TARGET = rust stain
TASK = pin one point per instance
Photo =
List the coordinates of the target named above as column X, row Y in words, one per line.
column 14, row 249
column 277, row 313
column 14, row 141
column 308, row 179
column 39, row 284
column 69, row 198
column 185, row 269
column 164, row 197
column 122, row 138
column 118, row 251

========================

■ EXERCISE REQUIREMENTS
Your task is to repeat the data exactly; please include every line.

■ OUTPUT OF THE TASK
TARGET = rust stain
TASK = pin one point per instance
Photo =
List the coordinates of the target named above as column X, row Y in words, one per line.
column 14, row 249
column 277, row 313
column 14, row 141
column 308, row 179
column 39, row 284
column 69, row 198
column 185, row 269
column 164, row 197
column 122, row 138
column 118, row 251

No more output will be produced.